====== Data for review

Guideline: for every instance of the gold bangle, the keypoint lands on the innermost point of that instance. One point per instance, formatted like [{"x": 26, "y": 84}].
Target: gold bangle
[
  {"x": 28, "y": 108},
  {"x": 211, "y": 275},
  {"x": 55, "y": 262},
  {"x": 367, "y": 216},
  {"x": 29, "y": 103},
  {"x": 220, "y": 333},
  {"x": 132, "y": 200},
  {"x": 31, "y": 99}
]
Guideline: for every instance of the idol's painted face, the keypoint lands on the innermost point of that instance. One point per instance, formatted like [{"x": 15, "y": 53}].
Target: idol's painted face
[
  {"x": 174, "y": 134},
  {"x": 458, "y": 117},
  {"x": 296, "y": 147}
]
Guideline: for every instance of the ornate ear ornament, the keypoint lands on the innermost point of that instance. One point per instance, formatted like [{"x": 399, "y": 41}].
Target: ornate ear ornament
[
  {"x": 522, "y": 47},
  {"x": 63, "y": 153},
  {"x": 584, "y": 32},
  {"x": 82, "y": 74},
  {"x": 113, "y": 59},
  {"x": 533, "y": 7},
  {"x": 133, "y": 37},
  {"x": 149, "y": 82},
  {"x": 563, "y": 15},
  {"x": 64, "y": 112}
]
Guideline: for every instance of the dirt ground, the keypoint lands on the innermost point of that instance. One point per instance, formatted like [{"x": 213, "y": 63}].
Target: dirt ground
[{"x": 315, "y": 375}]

============

= Task description =
Every entry is to be restated exactly, with no line dropped.

= Output for this task =
Guideline: for every instance of the gold bangle, the keypoint lands on the innermost point of that instance. One point per instance, formatted like [{"x": 26, "y": 84}].
Target: gold bangle
[
  {"x": 28, "y": 108},
  {"x": 211, "y": 275},
  {"x": 55, "y": 262},
  {"x": 367, "y": 216},
  {"x": 29, "y": 103},
  {"x": 220, "y": 333},
  {"x": 132, "y": 200},
  {"x": 31, "y": 99}
]
Guideline: for every instance of the idol's painted face, the keypoint lands on the innermost point of that instance. One point per instance, formatted like [{"x": 15, "y": 53}].
Target: idol's painted face
[
  {"x": 174, "y": 134},
  {"x": 458, "y": 117},
  {"x": 296, "y": 147}
]
Guideline: for every instance of the ornate ear ornament, the keypoint lands on the innermost point of that instance. One point per instance, formatted like [{"x": 399, "y": 41}].
Target: ornate ear ornament
[
  {"x": 522, "y": 47},
  {"x": 63, "y": 153},
  {"x": 584, "y": 32},
  {"x": 82, "y": 74},
  {"x": 113, "y": 59},
  {"x": 533, "y": 7},
  {"x": 133, "y": 37},
  {"x": 149, "y": 82},
  {"x": 563, "y": 15},
  {"x": 64, "y": 112}
]
Guideline: for every instance of the dirt ground, the keypoint lands on the innermost point of that instance. One point per instance, formatted like [{"x": 213, "y": 63}].
Target: dirt ground
[{"x": 315, "y": 375}]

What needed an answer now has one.